# ABOUT THIS EXERCISE:
Reproduce the entries below exactly, but only from the line containing "Target: dark cherry" to the line containing "Target: pancake", inclusive.

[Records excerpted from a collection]
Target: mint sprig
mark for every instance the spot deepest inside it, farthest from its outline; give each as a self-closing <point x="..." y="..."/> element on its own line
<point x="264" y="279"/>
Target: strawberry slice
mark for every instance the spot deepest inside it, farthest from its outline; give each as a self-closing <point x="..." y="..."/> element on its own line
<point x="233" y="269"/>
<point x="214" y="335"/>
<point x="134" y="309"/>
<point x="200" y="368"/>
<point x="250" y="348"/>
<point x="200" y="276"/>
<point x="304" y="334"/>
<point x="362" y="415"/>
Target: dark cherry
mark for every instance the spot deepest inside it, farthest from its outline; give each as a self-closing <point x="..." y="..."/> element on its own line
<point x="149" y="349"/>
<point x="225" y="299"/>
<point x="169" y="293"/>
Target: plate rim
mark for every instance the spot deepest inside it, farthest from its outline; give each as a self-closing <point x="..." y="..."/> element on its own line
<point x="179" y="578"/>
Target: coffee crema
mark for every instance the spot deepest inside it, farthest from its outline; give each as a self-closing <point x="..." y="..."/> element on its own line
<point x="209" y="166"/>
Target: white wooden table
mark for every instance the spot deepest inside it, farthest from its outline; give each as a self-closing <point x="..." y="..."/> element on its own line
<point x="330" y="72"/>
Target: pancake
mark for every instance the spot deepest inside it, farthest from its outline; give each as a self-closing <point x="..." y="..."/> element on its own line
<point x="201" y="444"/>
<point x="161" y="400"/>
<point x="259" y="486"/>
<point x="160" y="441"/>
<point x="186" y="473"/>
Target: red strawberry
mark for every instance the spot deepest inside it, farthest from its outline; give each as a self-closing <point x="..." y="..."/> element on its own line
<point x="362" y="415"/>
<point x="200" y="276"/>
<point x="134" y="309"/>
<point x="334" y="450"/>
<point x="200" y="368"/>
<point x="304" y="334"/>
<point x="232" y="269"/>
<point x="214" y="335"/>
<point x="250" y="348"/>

# RESULT:
Target: dark cherry
mark for every instance the spot deepest inside it, farthest from its outline; give each as a self-closing <point x="..." y="..."/> element on its own line
<point x="149" y="349"/>
<point x="225" y="299"/>
<point x="169" y="293"/>
Target: plate rim
mark for every instance the spot deepest inside it, farthest from its outline; give each as a self-closing <point x="..." y="..."/> element on its own line
<point x="179" y="578"/>
Target: coffee crema
mark for every instance the spot deepest inside it, farthest from its outline; give each as a self-closing <point x="..." y="..."/> element on its own line
<point x="209" y="166"/>
Target: white wooden table
mark for every instance the spot deepest inside it, farthest from its outline; give each as a self-closing <point x="..." y="..."/> element on its own line
<point x="330" y="72"/>
Target: pancake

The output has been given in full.